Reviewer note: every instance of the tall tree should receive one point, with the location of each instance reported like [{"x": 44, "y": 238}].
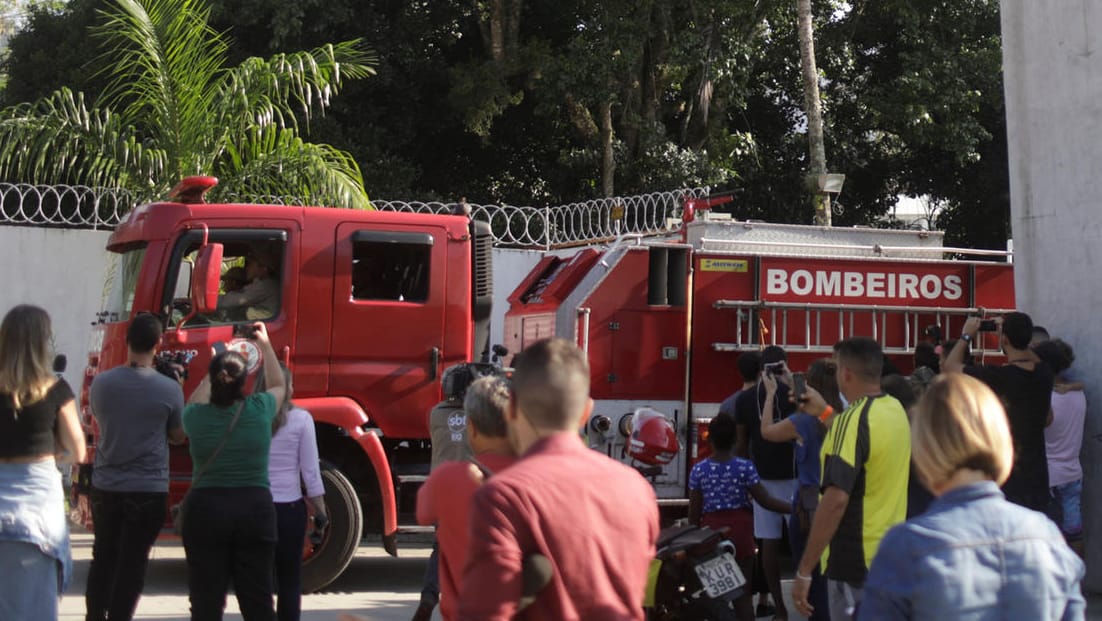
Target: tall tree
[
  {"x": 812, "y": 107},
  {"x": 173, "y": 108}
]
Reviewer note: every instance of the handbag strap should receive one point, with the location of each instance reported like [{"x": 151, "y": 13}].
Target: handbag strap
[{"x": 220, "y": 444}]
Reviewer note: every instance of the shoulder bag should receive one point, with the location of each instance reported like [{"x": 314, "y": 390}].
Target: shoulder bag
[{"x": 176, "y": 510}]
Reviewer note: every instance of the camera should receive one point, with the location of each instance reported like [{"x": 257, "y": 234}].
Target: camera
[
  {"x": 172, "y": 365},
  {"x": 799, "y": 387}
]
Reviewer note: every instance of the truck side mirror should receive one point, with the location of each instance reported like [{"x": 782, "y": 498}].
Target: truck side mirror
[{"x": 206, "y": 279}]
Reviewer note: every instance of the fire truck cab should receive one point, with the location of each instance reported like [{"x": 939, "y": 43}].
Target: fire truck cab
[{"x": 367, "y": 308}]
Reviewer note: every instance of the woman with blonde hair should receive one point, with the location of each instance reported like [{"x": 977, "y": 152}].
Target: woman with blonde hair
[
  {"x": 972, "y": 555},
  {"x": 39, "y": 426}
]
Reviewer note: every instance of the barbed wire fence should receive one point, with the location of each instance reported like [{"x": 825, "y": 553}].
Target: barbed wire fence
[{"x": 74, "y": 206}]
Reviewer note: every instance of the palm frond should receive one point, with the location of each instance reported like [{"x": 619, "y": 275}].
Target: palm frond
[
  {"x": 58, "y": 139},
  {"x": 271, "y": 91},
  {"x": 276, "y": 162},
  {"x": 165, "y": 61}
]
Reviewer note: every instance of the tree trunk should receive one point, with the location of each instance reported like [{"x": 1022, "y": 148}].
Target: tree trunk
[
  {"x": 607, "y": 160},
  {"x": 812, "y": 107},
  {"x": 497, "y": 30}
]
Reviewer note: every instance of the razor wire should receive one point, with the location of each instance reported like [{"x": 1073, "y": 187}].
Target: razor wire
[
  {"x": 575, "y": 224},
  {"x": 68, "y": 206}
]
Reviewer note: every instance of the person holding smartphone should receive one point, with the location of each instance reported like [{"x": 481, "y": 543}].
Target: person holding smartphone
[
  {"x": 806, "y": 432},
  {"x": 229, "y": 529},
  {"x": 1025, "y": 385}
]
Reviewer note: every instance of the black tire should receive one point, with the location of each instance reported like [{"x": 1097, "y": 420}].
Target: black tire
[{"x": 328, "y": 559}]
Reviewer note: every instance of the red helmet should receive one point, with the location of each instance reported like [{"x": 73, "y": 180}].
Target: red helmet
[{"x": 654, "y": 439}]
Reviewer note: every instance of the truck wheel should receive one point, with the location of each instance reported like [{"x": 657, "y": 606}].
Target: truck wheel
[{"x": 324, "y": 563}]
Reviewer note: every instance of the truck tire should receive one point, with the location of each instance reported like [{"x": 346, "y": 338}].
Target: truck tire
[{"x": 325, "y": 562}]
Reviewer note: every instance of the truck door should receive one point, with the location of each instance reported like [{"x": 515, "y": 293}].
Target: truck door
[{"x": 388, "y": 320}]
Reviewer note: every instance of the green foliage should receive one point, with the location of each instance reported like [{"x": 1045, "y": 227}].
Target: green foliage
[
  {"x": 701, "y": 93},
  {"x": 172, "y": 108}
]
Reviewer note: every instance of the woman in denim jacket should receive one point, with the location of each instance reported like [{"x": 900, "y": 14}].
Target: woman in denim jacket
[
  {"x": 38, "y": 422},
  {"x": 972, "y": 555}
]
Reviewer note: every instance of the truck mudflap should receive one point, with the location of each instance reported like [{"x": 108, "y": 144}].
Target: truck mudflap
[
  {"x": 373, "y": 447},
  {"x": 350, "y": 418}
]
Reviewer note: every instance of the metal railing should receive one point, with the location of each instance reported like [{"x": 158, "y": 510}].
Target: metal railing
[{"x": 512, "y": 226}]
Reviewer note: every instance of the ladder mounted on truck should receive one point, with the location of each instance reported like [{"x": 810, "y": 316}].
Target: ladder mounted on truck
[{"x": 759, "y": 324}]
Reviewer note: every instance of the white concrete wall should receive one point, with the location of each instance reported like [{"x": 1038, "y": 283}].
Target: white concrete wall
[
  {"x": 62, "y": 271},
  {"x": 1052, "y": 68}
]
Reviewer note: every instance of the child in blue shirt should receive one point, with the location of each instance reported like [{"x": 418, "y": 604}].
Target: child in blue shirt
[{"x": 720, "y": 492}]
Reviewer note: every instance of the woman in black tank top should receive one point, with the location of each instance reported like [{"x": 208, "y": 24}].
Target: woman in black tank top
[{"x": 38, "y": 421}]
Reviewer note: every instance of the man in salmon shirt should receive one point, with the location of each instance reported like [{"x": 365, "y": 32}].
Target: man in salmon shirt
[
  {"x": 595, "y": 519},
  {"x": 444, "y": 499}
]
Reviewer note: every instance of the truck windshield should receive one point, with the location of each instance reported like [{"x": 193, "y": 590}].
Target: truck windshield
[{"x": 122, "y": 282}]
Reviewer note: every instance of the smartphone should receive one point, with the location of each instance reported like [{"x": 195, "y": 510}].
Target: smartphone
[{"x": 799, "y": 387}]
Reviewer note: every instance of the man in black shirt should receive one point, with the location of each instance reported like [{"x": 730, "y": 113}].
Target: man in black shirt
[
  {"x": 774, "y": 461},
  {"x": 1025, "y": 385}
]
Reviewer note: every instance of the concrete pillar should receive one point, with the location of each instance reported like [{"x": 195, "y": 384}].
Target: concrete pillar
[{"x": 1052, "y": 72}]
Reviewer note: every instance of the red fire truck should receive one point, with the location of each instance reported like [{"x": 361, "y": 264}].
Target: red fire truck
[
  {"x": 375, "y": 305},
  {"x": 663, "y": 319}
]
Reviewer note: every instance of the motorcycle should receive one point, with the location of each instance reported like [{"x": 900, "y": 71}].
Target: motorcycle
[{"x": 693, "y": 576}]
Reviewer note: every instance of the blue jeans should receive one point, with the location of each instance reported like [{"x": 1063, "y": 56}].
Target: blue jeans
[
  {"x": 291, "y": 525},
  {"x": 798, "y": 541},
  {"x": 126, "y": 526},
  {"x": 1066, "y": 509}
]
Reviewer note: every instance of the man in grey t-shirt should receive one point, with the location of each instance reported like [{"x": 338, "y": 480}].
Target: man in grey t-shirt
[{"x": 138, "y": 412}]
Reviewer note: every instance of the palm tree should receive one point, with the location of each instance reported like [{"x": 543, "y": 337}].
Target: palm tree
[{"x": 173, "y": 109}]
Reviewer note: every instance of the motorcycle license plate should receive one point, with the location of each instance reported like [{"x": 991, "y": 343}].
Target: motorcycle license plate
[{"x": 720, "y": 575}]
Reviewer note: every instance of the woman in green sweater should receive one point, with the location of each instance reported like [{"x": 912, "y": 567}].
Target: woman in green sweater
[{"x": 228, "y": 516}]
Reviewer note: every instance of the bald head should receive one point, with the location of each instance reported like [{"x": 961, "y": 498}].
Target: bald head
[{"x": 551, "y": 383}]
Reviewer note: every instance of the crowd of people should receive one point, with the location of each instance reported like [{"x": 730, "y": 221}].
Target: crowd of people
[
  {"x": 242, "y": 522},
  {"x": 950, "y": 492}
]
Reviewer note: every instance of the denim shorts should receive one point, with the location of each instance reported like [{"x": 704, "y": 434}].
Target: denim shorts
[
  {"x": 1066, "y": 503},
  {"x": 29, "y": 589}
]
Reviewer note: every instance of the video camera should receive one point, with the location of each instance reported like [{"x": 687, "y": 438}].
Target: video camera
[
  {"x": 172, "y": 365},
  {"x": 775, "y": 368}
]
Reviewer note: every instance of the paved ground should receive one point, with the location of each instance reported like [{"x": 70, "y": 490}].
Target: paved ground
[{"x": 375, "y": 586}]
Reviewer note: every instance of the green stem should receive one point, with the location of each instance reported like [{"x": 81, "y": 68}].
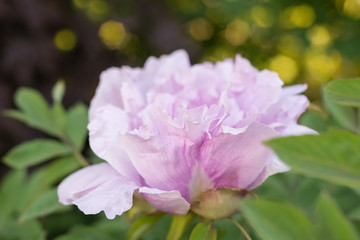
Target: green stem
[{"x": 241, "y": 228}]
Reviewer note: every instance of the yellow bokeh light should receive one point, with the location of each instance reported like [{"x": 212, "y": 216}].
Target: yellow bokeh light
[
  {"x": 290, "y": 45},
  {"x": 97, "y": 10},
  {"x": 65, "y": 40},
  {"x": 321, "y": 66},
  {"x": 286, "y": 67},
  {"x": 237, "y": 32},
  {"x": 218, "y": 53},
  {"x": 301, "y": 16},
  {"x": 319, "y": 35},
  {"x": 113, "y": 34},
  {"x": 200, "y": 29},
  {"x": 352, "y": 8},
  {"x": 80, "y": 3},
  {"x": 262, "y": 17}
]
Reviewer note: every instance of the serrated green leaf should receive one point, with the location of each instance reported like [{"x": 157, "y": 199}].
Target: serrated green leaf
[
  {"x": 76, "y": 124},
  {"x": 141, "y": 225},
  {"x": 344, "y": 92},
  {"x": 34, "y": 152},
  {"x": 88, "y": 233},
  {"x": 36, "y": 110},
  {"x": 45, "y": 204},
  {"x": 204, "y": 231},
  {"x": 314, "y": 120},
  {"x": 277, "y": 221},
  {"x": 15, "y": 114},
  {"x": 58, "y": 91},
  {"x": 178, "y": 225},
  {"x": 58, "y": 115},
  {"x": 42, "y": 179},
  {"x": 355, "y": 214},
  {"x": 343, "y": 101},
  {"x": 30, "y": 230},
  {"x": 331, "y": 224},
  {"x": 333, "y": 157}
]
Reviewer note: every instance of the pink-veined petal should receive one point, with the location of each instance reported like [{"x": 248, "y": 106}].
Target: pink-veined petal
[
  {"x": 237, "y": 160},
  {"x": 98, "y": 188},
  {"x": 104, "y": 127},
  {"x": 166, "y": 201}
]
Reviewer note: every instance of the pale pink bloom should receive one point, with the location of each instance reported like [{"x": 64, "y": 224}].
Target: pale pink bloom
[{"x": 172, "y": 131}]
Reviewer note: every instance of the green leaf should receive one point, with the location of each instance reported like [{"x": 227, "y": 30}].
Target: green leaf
+---+
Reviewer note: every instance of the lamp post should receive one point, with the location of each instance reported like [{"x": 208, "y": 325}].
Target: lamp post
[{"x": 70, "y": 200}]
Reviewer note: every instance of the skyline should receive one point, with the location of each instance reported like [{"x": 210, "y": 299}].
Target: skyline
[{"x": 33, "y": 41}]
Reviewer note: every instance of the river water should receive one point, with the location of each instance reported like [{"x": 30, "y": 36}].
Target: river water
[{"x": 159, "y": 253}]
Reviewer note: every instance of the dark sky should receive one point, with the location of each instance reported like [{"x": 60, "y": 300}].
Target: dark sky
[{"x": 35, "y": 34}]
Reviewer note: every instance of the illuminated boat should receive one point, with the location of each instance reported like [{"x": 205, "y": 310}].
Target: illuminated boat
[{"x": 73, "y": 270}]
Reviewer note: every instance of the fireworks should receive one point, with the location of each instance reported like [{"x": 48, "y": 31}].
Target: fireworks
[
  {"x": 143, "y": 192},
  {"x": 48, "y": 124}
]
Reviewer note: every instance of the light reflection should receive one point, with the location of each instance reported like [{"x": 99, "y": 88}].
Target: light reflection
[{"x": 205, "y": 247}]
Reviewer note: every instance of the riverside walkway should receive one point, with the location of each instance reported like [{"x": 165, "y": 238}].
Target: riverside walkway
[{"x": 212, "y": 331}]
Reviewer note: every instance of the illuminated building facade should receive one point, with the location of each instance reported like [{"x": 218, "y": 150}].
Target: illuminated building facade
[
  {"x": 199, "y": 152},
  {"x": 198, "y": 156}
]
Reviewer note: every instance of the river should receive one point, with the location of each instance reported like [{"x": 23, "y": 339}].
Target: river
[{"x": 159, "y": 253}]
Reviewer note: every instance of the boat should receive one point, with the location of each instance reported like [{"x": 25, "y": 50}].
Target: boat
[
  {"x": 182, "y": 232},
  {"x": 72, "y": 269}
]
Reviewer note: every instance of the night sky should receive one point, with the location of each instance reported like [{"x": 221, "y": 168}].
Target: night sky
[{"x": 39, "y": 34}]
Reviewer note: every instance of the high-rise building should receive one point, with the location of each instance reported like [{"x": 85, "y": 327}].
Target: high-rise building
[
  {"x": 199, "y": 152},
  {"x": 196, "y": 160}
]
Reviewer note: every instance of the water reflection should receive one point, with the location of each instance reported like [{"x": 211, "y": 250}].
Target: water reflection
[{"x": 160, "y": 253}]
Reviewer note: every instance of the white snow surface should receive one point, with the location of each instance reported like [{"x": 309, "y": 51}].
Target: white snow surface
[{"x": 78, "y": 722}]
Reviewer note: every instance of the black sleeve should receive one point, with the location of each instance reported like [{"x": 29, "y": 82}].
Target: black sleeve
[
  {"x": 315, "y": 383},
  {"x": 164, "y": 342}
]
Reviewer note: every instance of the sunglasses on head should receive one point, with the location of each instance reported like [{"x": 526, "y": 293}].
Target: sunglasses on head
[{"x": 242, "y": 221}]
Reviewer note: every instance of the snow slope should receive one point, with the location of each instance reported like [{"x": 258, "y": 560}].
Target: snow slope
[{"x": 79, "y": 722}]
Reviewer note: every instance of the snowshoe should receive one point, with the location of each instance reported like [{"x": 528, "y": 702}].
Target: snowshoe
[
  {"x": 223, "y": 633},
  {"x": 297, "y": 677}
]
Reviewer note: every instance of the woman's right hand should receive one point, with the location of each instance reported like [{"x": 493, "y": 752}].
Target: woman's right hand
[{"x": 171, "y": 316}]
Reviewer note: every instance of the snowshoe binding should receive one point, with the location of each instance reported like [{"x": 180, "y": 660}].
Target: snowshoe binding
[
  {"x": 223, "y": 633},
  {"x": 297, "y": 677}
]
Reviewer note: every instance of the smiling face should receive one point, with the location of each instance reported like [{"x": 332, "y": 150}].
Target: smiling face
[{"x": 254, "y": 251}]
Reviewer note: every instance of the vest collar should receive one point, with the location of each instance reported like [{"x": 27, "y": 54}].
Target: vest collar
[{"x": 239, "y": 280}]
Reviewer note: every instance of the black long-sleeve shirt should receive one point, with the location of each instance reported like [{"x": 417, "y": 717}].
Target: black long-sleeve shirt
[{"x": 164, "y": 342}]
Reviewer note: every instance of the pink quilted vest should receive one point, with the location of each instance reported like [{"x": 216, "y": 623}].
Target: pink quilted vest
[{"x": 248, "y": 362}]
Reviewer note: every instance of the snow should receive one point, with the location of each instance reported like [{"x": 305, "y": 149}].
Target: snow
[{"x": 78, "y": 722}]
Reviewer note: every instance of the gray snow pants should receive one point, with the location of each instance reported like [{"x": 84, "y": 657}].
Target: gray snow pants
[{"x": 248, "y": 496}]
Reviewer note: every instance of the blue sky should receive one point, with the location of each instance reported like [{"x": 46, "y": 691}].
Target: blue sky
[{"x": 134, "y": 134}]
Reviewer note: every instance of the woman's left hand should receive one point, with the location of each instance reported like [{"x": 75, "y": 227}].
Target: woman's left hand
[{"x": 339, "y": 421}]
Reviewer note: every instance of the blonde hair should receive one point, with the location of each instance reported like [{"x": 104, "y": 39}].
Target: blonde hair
+---+
= Task requirements =
Pull out every line in the two blocks above that contains the string "holding", treating uppercase and lowercase letters as different.

= Result =
Reviewer note: every instance of the person holding smartphone should receive one point, with the location of each instance reported like [{"x": 481, "y": 543}].
Target: person holding smartphone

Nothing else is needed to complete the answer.